═════ TEXTO FORNECIDO

As instruções para a montagem dos cavaletes de Lina Bo Bardi foram adaptadas a tecnologia do século XXI pelo MASP, que reabilitou o projeto de exposição da arquiteta em 2015 (tinham sido suprimidos em 1996), conforme matéria da Folha de São Paulo de 17.12.1996 (Folha de S.Paulo - Cavalete de vidro gera polêmica no Masp - 17/12/1996 (uol.com.br).
Abaixo a forma de montagem dos cavaletes, conforme exposto em artigo publicado pela Arch Daily (Concreto e vidro: Os cavaletes de Lina e um novo jeito antigo de exibir arte | ArchDaily Brasil).
O público tem agora duas oportunidades de apreciar o verso dos quadros. Seja presencialmente pelo emprego – quando possível – de material translúcido no verso das obras expostas no MASP e, quando o quadro tiver algum detalhe chamativo, em exposições on line, com a exibição do seu verso. Salvo engano o Google Arts – projeto fabuloso – não contempla esse modo de exibição.
Em 2010 o sensível artista Vik Muniz montou exposição na qual reproduzia em 3 dimensões, como esculturas apoiadas no chão, os versos dos quadros que pelos quais sempre foi fascinado. O verso de “Lição de anatomia”, de Rembrandt, “Monalisa” de Da Vinci, “Noite Estrelada”, de Van Gogh, “Moça do brinco de pérola”, de Vermeer, entre outros foi reproduzido como se a obra estivesse inerte, casualmente acomodada contra a parede de um estúdio. (Vik Muniz revela o que há “nas costas” de algumas das pinturas mais famosas do mundo | Hypeness – Inovação e criatividade para todos.)
O quadro é a ponta do iceberg de emoções e técnica conjugadas. Muitas vezes o verso é a elaboração desse conjunto e traz indícios da criação final.

══════════

INSTRUÇÕES DA TAREFA => Dê continuidade ao texto sobre o verso dos quadros, começando logo depois da última frase apresentada.

═════ DADOS ARMAZENADOS

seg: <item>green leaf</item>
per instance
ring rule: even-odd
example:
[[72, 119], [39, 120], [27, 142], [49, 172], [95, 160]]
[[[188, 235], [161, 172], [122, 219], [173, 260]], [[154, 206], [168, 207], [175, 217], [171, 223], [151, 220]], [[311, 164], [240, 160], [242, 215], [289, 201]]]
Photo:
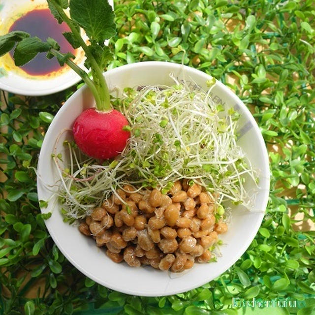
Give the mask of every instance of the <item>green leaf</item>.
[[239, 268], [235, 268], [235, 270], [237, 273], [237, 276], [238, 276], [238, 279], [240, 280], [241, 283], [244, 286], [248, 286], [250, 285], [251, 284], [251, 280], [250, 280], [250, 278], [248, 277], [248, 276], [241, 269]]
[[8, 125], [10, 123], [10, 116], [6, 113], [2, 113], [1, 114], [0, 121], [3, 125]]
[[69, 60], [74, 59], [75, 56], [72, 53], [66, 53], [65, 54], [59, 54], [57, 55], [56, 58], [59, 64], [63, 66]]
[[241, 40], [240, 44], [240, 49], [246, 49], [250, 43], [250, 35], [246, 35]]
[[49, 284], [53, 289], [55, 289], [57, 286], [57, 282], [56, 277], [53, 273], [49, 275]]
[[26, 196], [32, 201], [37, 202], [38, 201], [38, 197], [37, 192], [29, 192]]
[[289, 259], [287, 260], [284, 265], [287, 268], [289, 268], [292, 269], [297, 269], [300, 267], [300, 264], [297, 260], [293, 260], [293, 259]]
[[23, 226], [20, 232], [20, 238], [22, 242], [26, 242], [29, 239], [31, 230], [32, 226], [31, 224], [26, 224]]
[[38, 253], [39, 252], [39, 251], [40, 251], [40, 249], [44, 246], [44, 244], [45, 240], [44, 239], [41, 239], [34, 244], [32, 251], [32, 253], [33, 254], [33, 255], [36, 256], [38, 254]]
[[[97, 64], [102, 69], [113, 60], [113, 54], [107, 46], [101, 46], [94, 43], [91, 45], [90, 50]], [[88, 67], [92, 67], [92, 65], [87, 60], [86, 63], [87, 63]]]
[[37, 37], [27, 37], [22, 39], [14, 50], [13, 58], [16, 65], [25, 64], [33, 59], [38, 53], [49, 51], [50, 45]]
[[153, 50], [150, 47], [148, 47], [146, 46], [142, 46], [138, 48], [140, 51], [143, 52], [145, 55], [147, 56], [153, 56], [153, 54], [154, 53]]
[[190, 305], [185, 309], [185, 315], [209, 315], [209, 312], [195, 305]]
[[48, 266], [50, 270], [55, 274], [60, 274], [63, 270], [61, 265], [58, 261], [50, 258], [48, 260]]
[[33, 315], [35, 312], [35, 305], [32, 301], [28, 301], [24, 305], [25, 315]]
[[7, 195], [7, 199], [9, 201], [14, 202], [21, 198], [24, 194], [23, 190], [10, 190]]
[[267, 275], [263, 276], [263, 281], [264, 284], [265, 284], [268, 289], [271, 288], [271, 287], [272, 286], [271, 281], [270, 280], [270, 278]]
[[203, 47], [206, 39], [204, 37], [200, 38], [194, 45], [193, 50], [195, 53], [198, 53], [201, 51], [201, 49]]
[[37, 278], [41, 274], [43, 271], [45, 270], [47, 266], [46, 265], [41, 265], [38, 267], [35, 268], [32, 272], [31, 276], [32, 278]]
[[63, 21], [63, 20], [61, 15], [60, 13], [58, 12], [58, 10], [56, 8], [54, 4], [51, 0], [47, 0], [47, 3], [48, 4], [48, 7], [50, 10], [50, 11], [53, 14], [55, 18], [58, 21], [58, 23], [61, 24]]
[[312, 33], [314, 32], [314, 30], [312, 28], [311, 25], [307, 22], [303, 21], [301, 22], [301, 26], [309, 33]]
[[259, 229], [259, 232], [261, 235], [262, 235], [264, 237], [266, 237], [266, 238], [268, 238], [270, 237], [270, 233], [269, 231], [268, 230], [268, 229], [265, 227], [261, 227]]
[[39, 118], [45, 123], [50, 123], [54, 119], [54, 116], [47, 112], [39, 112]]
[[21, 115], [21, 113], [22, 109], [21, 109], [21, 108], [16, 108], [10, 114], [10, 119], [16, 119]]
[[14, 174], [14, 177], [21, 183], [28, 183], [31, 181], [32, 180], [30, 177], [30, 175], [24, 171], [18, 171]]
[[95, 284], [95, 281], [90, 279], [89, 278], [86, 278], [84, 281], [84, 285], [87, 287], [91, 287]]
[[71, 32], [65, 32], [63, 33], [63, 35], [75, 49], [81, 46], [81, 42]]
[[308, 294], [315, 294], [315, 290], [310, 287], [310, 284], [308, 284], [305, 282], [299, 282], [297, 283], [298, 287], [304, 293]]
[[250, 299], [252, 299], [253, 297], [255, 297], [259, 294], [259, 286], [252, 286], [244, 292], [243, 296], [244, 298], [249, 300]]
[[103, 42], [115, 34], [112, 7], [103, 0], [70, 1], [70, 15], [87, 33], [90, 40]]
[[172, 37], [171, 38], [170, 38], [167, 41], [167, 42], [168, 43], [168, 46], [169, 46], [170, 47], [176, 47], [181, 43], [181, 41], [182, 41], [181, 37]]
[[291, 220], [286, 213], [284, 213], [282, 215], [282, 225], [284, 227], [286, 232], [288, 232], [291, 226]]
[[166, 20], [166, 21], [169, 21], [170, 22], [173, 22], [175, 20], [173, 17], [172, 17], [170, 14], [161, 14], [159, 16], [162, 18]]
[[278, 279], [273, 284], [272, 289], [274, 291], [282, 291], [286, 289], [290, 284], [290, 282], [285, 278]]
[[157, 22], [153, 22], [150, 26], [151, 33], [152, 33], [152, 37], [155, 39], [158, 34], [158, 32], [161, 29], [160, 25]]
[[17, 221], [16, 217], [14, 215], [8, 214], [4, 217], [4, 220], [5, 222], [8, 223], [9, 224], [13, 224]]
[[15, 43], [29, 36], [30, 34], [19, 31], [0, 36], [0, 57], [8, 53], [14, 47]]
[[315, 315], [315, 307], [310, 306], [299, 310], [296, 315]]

══════════

RESPOSTA ABAIXO =>
Participei de banca de curso de especialização de perícia de obras de arte, no Rio de Janeiro, e a análise dos fatores físicos do quadro, como chassis, tela, materiais e pigmentos constitui fator essencial para atestar, ou não, a autenticidade da obra.
Em tempo de facilidade de reprodução de material (pigmentos, acabamento,) e de elementos de aparência das obras (assinaturas e estilo) quanto mais dados forem disponibilizados melhor seria o grau de certeza dos laudos.
Por último, o blockchain substitui hoje o rastreamento do trajeto da obra, cujo percurso fica registrado nessa cadeia de dados. Assim, tanto os colecionadores quanto os museus dispõem de meios para identificar o trajeto das obras, elemento de segurança e estética complementar.
Recria-se, então, no século XXI, nova utilidade para o projeto de Lina Bo Bardi.
É o direito ao avesso.
*Gustavo Martins de Almeida é carioca, advogado e professor. Tem mestrado em Direito pela UGF. Atua na área cível e de direito autoral. É também advogado do Sindicato Nacional dos Editores de Livros (SNEL) e conselheiro do MAM-RIO.